Source data =>
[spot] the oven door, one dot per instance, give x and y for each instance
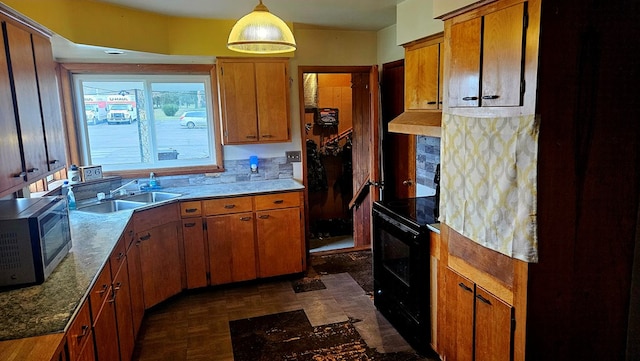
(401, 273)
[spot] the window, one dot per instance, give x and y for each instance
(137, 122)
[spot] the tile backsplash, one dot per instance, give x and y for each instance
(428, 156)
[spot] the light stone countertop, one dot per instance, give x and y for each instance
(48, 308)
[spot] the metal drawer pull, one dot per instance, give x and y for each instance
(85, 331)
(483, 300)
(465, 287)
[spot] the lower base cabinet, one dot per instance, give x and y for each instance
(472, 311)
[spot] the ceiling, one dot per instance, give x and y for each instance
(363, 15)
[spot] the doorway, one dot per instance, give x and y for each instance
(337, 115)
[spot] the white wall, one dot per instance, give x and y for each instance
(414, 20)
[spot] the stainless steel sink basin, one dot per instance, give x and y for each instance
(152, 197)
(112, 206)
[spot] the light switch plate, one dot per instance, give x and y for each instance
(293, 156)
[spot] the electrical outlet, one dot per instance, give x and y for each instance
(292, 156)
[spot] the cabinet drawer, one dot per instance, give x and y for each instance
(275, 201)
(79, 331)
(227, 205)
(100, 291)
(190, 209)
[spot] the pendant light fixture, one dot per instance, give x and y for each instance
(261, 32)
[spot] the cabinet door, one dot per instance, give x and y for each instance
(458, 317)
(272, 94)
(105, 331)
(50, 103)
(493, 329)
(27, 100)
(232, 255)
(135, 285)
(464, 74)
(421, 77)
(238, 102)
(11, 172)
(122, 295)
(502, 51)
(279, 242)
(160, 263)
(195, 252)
---
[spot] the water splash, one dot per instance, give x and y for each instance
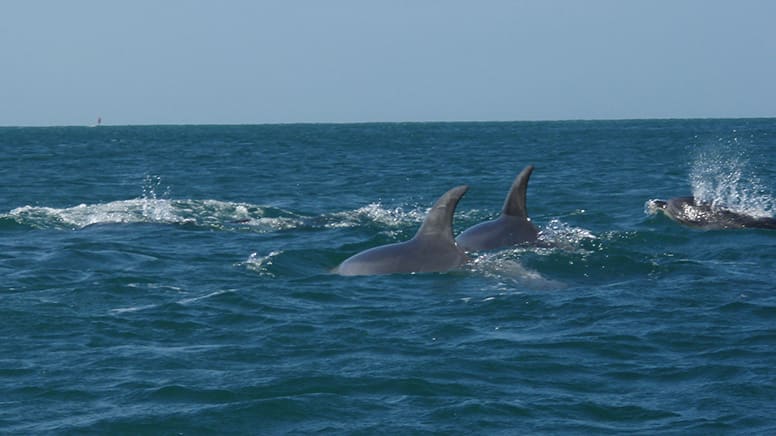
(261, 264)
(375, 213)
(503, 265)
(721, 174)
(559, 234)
---
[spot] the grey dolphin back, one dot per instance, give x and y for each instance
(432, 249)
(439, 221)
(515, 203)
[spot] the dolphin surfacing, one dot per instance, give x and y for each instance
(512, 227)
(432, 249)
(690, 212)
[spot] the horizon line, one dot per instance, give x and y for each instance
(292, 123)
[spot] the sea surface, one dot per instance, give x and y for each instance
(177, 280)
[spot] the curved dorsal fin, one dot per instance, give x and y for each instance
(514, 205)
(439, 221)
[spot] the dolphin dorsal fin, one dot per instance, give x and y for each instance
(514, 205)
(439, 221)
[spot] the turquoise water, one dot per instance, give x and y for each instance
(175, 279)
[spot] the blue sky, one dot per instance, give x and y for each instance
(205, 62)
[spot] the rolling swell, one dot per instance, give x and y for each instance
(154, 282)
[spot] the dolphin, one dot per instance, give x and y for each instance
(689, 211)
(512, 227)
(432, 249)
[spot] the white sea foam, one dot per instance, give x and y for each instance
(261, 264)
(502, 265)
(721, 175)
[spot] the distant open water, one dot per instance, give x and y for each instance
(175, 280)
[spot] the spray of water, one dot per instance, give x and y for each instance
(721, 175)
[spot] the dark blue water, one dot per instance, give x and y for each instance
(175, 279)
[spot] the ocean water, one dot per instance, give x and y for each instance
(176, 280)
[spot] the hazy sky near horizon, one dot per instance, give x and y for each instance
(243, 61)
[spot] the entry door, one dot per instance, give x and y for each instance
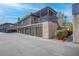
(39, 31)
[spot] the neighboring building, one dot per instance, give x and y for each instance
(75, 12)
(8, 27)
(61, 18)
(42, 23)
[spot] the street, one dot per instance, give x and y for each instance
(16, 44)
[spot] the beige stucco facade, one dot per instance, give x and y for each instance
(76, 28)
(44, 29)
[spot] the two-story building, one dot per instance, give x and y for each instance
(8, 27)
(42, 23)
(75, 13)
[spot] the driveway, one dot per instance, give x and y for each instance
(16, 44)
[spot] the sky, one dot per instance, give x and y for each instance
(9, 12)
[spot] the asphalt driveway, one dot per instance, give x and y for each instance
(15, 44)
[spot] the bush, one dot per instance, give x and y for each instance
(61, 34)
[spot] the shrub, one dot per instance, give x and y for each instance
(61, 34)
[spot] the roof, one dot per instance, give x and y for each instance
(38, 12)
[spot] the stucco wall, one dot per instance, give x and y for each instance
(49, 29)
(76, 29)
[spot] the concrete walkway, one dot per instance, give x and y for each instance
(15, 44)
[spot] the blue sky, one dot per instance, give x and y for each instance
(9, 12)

Exercise prompt => Return every line above that contains the word "dolphin", copied in full.

Task answer =>
[spot] the grey dolphin back, one dot per instance, give x and y for each instance
[spot] the dolphin surfacing, one dot per instance, give x and y for each instance
[spot] the dolphin dorsal fin, one dot per instance, give x and y for each instance
[spot] the dolphin, one dot per instance, give x and y for each instance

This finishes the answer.